Information given.
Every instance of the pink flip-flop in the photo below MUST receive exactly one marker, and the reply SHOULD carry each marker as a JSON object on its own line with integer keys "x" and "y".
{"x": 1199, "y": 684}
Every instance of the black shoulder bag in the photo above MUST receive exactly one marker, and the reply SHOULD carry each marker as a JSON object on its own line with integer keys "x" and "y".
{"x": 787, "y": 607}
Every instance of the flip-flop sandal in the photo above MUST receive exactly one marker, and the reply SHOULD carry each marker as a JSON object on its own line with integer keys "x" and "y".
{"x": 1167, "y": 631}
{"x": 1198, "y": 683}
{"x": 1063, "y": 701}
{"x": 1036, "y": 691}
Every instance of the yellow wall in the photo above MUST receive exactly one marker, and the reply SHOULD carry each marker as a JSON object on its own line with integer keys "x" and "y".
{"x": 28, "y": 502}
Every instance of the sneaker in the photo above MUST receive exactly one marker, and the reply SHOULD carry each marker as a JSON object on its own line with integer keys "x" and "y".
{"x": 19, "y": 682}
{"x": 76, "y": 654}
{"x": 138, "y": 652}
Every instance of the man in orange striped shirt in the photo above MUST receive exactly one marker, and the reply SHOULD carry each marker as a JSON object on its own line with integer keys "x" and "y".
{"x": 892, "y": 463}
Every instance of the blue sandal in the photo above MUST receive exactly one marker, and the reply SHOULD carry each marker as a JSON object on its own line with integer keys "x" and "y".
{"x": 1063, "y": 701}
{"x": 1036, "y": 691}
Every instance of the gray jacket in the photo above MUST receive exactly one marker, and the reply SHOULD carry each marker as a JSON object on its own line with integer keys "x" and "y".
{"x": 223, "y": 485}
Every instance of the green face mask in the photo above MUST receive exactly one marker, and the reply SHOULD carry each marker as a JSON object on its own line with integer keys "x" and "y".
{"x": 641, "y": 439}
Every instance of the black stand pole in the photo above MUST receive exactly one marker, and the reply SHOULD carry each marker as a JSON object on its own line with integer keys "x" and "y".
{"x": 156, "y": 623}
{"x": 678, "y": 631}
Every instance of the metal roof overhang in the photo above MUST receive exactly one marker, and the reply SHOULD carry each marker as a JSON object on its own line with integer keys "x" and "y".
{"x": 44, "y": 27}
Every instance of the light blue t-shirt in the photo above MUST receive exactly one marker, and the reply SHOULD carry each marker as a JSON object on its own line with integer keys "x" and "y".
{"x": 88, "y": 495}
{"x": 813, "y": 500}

Objective.
Repeat the lines from the one containing "Every instance of the yellow" through the end of the listing, exactly and without any other lines; both ends are included.

Task result.
Every instance of the yellow wall in the photo above MUST receive exactly one marker, and the reply SHOULD carry each marker as a JSON object on its own line with integer keys "x" and "y".
{"x": 28, "y": 502}
Every instance of the sneaker in the photo above MUST receive exactly one marker, and the reply SHOULD carry each marker as a JSON object on its own line with integer keys "x" and "y".
{"x": 19, "y": 682}
{"x": 76, "y": 654}
{"x": 138, "y": 652}
Every instance of the man in orange striped shirt in the photo above MUST receive exactly one marker, and the reply SHOULD carry each marker as a JSON object on its own line with integer keys "x" and "y".
{"x": 892, "y": 463}
Every instance of the blue sandal in the photo above MUST receive exactly one marker, and the reply SHOULD carry each marker as a JSON object on its own line with integer keys "x" and "y".
{"x": 1063, "y": 701}
{"x": 1036, "y": 691}
Every instance of the gray jacket in the photo above MUST receive exactly one marker, and the reply SHOULD carry each marker as a JSON object on its own line with integer keys "x" and "y".
{"x": 223, "y": 485}
Every instance of the green face mask in the photo above MUST receive exactly one marker, and the reply SHOULD carry each marker as a JSON object on its own line with integer keys "x" and "y".
{"x": 641, "y": 439}
Every instance of the black stand pole in the photo above MUST receive exactly one marker, and the reply SHOULD carry each marker as a JSON object on its own line with integer keys "x" and "y".
{"x": 156, "y": 623}
{"x": 678, "y": 631}
Every instance of the metal roof overhang in the photo above MUST receive exactly one marker, and the reply SHOULD carry each marker as a JSON object on its own line with integer keys "x" and "y".
{"x": 44, "y": 27}
Every instance of the light blue t-shirt in the photo above MUST receive exactly one marker, and the reply SHOULD carry each marker as a JSON object on its own line with integer keys "x" and "y".
{"x": 88, "y": 495}
{"x": 813, "y": 500}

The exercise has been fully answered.